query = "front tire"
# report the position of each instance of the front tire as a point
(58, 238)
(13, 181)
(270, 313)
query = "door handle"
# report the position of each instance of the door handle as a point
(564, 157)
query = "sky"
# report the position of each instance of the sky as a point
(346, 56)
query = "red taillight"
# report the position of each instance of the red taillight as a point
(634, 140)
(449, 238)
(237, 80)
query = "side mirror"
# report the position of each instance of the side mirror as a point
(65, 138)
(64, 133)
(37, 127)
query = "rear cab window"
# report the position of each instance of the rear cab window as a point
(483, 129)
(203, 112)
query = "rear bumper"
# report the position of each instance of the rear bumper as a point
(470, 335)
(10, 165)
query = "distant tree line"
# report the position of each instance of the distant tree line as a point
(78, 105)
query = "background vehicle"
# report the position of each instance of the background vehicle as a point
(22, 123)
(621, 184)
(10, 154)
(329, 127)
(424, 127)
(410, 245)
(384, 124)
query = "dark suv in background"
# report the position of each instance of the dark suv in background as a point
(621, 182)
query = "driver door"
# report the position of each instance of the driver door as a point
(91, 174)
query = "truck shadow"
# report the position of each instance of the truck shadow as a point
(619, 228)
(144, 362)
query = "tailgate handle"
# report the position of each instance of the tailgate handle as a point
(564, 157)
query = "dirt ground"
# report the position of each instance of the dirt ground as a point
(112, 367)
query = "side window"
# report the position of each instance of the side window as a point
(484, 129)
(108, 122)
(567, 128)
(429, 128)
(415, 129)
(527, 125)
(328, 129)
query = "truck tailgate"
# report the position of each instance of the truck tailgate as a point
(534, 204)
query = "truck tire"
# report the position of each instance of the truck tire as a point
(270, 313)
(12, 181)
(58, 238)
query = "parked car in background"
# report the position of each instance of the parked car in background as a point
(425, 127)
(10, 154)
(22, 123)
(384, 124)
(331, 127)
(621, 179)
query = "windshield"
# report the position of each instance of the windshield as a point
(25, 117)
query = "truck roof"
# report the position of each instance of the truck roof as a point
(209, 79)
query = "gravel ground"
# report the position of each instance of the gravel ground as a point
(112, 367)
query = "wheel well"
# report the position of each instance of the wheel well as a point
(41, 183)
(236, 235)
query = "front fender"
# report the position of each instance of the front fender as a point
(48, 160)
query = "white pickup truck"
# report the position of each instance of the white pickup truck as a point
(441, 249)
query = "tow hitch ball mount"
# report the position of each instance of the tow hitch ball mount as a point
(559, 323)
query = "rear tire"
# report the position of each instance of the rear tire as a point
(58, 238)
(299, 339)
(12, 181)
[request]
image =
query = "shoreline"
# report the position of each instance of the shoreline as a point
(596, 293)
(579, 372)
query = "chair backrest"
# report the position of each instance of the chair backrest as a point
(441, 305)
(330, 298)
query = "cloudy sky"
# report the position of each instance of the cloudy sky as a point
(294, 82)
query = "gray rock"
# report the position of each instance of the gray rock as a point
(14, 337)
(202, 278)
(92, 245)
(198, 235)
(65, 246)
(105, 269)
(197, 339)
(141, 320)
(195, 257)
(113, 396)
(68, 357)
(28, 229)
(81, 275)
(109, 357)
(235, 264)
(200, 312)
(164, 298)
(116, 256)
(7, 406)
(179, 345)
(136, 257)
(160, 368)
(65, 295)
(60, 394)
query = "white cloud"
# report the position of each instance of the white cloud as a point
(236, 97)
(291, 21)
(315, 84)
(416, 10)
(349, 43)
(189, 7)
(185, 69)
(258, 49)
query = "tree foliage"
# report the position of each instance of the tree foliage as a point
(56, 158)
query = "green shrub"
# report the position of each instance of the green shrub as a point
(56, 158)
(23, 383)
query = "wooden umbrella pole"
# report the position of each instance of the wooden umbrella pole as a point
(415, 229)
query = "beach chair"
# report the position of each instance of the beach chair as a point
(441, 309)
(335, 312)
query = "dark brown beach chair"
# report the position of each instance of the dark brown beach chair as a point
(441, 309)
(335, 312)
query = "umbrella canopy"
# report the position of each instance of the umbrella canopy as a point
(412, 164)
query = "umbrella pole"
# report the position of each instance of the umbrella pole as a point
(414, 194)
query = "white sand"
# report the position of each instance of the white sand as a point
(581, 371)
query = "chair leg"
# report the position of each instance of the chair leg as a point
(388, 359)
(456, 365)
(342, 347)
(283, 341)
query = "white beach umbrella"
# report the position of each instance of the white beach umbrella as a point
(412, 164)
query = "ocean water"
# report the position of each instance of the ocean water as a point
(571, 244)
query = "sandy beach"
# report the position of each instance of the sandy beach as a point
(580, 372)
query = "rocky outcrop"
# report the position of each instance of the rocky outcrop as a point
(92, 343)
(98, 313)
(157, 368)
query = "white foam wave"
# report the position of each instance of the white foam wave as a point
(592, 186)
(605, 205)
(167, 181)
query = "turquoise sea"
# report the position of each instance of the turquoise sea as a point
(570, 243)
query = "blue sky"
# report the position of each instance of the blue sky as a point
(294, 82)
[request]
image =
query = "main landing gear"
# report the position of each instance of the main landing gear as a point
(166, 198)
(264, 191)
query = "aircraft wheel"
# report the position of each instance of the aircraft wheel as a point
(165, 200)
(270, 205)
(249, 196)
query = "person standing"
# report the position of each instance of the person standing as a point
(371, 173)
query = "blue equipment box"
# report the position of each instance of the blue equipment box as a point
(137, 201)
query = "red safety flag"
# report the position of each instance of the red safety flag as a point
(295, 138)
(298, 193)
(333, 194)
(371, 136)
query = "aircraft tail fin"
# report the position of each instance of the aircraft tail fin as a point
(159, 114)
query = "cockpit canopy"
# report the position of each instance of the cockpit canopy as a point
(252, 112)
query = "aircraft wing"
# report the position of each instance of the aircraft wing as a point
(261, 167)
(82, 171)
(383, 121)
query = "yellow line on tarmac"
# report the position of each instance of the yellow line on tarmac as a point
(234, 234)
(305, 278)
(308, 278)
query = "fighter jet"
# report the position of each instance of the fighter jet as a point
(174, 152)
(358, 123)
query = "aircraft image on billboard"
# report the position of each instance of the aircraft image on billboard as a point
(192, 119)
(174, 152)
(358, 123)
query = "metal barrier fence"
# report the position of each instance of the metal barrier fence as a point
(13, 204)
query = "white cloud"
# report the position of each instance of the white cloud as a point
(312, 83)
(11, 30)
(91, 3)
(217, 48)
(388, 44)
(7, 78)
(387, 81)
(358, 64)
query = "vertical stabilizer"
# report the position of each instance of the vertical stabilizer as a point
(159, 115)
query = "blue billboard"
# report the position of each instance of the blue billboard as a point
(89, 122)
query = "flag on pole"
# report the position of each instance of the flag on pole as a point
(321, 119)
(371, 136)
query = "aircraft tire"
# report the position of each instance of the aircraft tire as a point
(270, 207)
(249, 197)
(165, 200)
---
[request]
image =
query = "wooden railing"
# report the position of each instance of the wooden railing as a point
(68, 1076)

**JOB:**
Pick out every line in the listing above that contains the string "rocky", and copy each one. Case counts.

**SOLUTION TO THIS PROBLEM:**
query = "rocky outcrop"
# report the position of each instance of the rocky outcrop as a point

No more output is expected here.